## Explore the material
**A)** Answer these questions from the market report, one line each:
(i) By what percentage did Japan's Nikkei 225 fall?
(ii) About how many barrels per day does the CPC pipeline carry?
(iii) At what level was the U.S. dollar index?
**B)** Translate this sentence from the market report into Spanish: "Also boosting prices was a decline in U.S. inventories."
**C)** Pick up the report on Asia-Pacific stocks, oil and currencies after its last sentence and keep writing.

EQUITIES

Asia-Pacific markets struggled for direction on Thursday as investors reacted to yesterday’s 5% jump in oil prices and continue to assess the outlook for U.S. Federal Reserve monetary policy.

Japan's Nikkei 225 fell by 0.25%, after touching a two-month high in the previous session. South Korea’s KOSPI slipped 0.48%, and in mainland China, the Shanghai composite declined 0.55%.

Hong Kong's Hang Seng Index rose 0.31%, and in Australia, the S&P/ASX 200 climbed 0.12%.

Shares in Singapore outperformed the broader Asia-Pacific region, with the Straits Times index climbing 0.90% after the prime minister earlier today announced plans to ease COVID-19 restrictions. Shares of travel-related stocks were up, with Singapore Airlines and Sats, which provides ground-handling and in-flight catering services, jumping more than 2% each.

Major U.S. equities indexes declined more than 1% on Wednesday. The Dow Jones Industrial Average dropped 1.3%, to 34,358.5; the S&P 500 slid 1.2%, to 4,456.2; and the Nasdaq Composite dropped 1.3%, to 13,922.60.

 

OIL

Oil pushed higher on Thursday, supported by disruption of Russian and Kazakh crude exports and after a government report showed U.S. crude inventories dropped.

Oil extended gains as traders weighed additional supply disruptions from Kazakhstan's Caspian Pipeline Consortium (CPC) terminal, which had completely halted following storm damage. Russia's Deputy Prime Minister said oil supplies could be stopped for two months. The CPC pipeline carries about 1.2 million barrels per day of mainly Kazakh crude to a port on the Russian Black Sea coast.

Also boosting prices was a decline in U.S. inventories. Stockpiles in the U.S. fell by 2.5 million barrels last week, while inventories from the U.S. Strategic Petroleum Reserve declined by 4.2 million barrels, according to data from the U.S. EIA. Market participants had expected a modest increase in supplies.

The international benchmark Brent crude futures was at $120.93 per barrel, still much higher than levels below $112 seen earlier in the week. U.S. crude futures sat below the flatline, trading at $113.88 per barrel.

Both benchmarks jumped more than 5% overnight.

 

CURRENCIES

Treasury yields paused for breath after had powered higher earlier in the week as investors took in the strength of the economy and hawkish comments from U.S. policymakers. The two-year U.S. Treasury yield, which typically moves in step with interest rate expectations, was down 4.8 basis points at 2.107%. The yield on 10-year Treasury notes was at 2.322%, retreating from a nearly three-year peak of 2.4170% overnight.

The U.S. dollar index, which tracks the greenback against a basket of its peers, was at 98.805 — still above the 98.4 level that it was below earlier this week.

## Entries provided
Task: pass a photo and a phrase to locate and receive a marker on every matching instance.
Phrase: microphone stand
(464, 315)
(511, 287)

...

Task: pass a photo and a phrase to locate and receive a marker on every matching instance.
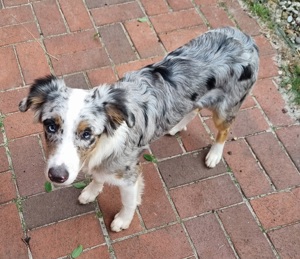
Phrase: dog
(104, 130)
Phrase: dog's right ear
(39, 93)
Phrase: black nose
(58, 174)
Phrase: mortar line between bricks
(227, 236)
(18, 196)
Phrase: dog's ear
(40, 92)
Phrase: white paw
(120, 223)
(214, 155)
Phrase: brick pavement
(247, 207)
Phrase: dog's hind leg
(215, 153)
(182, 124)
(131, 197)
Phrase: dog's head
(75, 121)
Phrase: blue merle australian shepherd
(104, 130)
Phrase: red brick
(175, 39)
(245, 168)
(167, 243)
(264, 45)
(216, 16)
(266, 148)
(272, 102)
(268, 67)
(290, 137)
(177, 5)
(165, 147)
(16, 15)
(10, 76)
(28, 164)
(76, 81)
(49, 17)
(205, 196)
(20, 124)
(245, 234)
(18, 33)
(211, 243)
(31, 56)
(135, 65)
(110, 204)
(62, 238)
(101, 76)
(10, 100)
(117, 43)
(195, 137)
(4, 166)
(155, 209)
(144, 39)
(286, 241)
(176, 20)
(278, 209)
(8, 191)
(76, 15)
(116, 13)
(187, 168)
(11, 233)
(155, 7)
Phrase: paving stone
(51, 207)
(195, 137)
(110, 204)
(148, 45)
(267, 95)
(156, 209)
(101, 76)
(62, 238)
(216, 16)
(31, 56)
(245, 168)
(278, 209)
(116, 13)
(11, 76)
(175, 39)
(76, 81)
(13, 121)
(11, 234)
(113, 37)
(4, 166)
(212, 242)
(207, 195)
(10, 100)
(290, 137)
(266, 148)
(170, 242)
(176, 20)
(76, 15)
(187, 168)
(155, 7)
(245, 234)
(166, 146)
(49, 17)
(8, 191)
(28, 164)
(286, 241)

==

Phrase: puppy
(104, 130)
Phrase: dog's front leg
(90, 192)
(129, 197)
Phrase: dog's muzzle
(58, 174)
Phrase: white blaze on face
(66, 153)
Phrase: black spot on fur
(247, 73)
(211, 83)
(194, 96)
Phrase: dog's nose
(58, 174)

## Replies
**A)**
(i) 0.25%
(ii) About 1.2 million barrels per day
(iii) 98.805

**B)** También impulsó los precios una caída de los inventarios en EE. UU.

**C)**
The greenback continued to strengthen amid uncertainties over energy security in Europe. Concern arose when the Russian government demanded that settlement for gas transactions will be settled in its currency. This created further uncertainties over energy security in Europe that has been heavily reliant on Russia for its gas input. The announcement led to a sharp appreciation of the Russian rouble.

The rouble briefly leapt after the shock announcement to a three-week high past 95 against the dollar. It pared gains and but stayed at 106.4. Putin said the government and central bank had one week to come up with a solution on moving operations into the Russian currency.

 

GOLD

Gold prices held steady on Thursday, stuck between higher U.S. yields and a ramp-up in risk-aversion sentiment.

Spot gold slipped 0.17% to $1,940.70 per ounce, and the U.S. gold futures rose 0.20% to $1,941.00.

Palladium added 0.76% to $2,538.50 per ounce, spot silver was flat at $25.19 per ounce, while platinum shed 0.08% to $1,022.50.

 

ECONOMIC OUTLOOK

Asian shares mostly lower on Thursday, as investors and traders stay cautious in anticipation of developments in the Ukraine war and more hawkish comments from U.S. Federal Reserve officials.

Investors stay cautious in anticipation of further sanctions against Russia, which may lift commodity prices another round. U.S. President Joe Biden arrived in Brussels for a series of summit meetings on the Ukraine War, with Biden set to announce a U.S. package of Russia-related sanctions on political figures and oligarchs later today.

Investors also monitored oil moves after prices rose on Wednesday. Oil prices have been volatile for weeks since Russia’s invasion of Ukraine as investors assess the war’s impact on oil supply along with other concerns such as a COVID-19 outbreak in China.